WHAT YOU SHOULD DO: Could the lines from the one with "indicate the bridge parapet, a" through the end of the listing be restated exactly, with nothing else included?

[Records contained in a dataset]
★ ★ ★
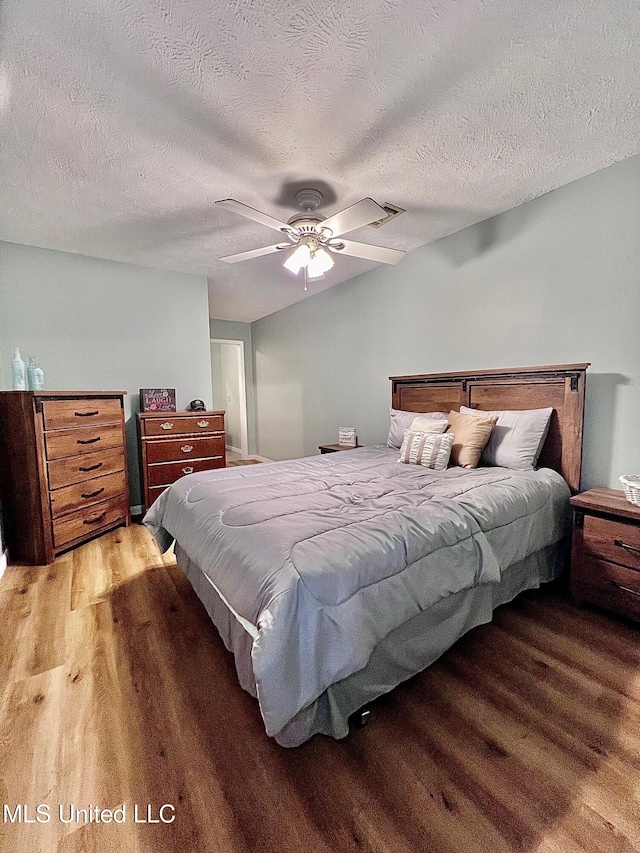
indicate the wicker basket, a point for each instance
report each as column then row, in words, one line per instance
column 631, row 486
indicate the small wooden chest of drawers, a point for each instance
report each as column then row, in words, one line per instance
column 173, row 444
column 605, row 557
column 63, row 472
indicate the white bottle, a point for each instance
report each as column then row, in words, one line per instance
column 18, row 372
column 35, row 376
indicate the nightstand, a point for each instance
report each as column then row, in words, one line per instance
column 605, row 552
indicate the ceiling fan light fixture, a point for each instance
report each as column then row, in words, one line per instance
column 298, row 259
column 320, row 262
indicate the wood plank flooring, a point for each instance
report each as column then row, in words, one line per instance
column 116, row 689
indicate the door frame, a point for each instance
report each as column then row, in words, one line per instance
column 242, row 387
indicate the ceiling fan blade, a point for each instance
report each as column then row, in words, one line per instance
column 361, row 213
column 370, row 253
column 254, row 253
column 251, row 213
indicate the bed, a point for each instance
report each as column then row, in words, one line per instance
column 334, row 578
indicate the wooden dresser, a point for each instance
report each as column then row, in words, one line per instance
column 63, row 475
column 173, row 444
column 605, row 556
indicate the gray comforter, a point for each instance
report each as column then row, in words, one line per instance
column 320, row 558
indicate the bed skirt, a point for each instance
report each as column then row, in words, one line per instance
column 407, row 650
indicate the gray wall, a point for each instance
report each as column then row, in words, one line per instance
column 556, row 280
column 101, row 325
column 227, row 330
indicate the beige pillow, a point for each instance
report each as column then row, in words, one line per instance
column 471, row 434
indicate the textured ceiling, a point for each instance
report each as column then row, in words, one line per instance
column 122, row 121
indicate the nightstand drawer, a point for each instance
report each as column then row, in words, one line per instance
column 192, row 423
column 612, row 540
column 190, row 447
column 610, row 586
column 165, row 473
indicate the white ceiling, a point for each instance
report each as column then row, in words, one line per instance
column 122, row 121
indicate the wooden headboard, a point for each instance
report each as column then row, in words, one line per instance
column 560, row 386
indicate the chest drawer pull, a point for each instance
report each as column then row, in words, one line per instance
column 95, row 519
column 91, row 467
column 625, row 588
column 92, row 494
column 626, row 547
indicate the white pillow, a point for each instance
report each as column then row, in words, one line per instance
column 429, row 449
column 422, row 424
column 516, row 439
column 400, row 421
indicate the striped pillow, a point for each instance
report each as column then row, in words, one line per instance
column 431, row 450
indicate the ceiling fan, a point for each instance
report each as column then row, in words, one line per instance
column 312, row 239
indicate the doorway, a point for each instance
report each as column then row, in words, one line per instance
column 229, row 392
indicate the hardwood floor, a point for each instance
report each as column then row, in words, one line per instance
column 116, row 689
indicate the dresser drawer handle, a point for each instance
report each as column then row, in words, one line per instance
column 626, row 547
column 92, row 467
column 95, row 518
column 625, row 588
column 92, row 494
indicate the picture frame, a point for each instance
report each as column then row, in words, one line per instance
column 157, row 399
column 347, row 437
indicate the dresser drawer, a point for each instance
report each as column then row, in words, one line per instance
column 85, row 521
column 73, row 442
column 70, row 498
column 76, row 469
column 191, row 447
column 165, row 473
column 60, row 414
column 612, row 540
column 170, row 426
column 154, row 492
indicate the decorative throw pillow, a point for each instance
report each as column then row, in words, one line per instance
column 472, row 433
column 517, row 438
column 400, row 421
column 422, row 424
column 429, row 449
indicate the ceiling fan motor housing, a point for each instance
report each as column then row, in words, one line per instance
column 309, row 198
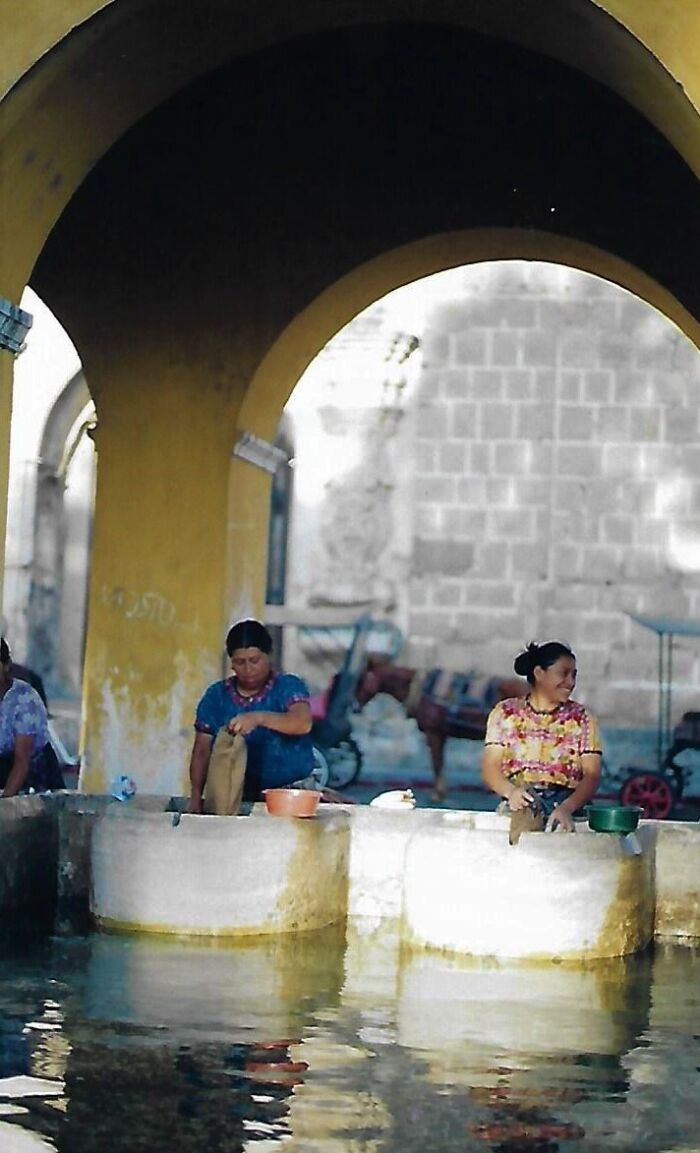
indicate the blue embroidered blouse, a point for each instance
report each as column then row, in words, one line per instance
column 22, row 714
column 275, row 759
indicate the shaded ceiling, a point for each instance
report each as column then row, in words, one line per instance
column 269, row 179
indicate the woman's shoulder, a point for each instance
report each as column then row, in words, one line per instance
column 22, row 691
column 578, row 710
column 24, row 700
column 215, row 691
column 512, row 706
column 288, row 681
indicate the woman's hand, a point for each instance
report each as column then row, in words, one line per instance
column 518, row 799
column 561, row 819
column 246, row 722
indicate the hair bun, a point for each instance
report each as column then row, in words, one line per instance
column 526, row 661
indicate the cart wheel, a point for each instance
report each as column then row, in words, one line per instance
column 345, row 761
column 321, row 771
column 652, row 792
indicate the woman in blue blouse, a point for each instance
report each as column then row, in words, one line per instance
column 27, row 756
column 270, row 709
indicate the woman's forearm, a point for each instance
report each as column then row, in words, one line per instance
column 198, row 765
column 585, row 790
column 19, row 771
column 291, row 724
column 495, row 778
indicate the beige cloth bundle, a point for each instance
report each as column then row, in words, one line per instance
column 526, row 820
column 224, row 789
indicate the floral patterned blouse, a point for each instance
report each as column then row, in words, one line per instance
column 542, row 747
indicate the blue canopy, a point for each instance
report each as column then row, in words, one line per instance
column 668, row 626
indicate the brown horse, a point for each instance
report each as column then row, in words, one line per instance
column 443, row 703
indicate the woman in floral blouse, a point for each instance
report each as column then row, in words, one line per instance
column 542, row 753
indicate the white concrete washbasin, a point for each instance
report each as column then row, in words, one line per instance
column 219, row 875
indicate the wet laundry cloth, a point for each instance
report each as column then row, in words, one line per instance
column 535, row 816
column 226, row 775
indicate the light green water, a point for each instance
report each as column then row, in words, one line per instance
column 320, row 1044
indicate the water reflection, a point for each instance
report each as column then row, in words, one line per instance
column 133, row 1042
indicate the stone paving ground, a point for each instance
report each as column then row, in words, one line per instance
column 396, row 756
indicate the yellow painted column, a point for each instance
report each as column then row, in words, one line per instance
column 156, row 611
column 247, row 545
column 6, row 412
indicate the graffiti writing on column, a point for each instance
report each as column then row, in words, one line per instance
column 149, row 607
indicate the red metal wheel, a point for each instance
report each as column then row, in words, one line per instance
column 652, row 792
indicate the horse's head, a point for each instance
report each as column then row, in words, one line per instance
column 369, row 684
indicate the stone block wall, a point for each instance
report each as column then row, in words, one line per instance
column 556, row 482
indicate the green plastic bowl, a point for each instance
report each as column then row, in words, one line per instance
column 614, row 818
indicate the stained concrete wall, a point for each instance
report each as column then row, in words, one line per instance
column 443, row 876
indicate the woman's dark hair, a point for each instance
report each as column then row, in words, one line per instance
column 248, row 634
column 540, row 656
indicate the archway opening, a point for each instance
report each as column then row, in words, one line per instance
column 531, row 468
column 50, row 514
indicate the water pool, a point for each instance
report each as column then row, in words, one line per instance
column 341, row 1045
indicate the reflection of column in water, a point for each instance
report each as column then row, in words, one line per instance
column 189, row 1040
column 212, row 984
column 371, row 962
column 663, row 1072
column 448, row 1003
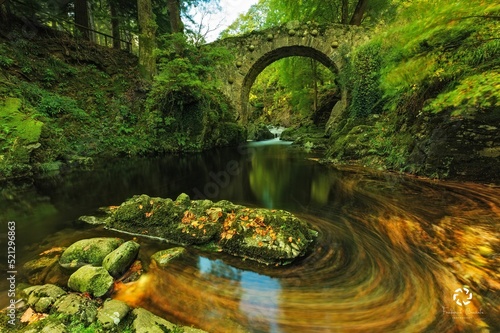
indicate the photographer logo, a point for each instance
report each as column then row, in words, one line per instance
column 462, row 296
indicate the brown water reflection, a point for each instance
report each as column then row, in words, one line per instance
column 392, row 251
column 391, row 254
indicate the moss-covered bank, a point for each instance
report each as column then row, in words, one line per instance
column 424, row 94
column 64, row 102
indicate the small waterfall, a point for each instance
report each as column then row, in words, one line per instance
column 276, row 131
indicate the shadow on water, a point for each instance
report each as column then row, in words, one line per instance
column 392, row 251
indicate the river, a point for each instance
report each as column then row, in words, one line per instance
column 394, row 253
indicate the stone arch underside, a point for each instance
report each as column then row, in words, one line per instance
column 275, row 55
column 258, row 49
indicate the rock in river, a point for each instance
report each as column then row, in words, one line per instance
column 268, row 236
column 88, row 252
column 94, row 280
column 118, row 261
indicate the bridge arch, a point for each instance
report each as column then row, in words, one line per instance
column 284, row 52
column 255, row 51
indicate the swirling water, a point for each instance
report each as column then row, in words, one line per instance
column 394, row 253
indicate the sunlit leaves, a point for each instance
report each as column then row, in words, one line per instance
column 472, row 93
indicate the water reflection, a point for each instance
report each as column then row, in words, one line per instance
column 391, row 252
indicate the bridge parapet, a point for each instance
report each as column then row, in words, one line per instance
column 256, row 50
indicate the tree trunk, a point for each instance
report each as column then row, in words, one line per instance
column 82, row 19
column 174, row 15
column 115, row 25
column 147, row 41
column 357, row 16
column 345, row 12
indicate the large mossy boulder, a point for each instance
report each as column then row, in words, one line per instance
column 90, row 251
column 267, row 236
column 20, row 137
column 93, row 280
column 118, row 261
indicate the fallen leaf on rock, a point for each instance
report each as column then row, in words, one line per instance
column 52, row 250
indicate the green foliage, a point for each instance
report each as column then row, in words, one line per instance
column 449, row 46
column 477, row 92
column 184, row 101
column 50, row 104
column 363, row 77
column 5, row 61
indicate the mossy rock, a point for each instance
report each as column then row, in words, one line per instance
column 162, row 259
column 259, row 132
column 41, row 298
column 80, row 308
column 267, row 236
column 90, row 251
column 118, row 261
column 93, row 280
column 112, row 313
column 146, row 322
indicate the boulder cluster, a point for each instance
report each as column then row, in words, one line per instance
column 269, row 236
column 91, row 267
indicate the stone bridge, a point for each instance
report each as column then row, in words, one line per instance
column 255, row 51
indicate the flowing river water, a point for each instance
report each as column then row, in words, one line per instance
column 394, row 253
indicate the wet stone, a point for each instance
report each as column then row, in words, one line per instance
★ ★ ★
REPLY TO THE EXERCISE:
indicate the bridge parapet, a point for each instance
report each as column then row, in words, one line per instance
column 256, row 50
indicate the tree trunk, a point for each instance
report each as column then row, in words, one line per instance
column 82, row 19
column 174, row 15
column 115, row 25
column 147, row 41
column 357, row 16
column 345, row 12
indicate the large mossy boulder, a point for each instance
report each as column then row, in words, one line per instance
column 90, row 251
column 267, row 236
column 20, row 137
column 93, row 280
column 118, row 261
indicate the fallen leaf on rock, a point for each instance
report each as column then row, in words, one line per instance
column 52, row 250
indicate the green foliage, a point for each instance
report each as column then row, in words, one line per instance
column 449, row 46
column 477, row 92
column 184, row 101
column 50, row 104
column 363, row 77
column 5, row 61
indicate the mossy rock, a point for each instance
report each as column then row, in words, one line per instance
column 162, row 259
column 259, row 132
column 41, row 298
column 80, row 308
column 267, row 236
column 90, row 251
column 118, row 261
column 93, row 280
column 112, row 313
column 146, row 322
indicate the boulder cluster, a point for each instance
report each as column then row, in words, one line per instance
column 269, row 236
column 91, row 267
indicate the stone bridge, a point for each instance
report each as column then row, in words, one line per instance
column 255, row 51
indicate the flowing river water, a point for each instance
report each as column then row, in words, one line per instance
column 394, row 253
indicate the wet stone, a point for each instance
report each as column then row, in words, one line per instance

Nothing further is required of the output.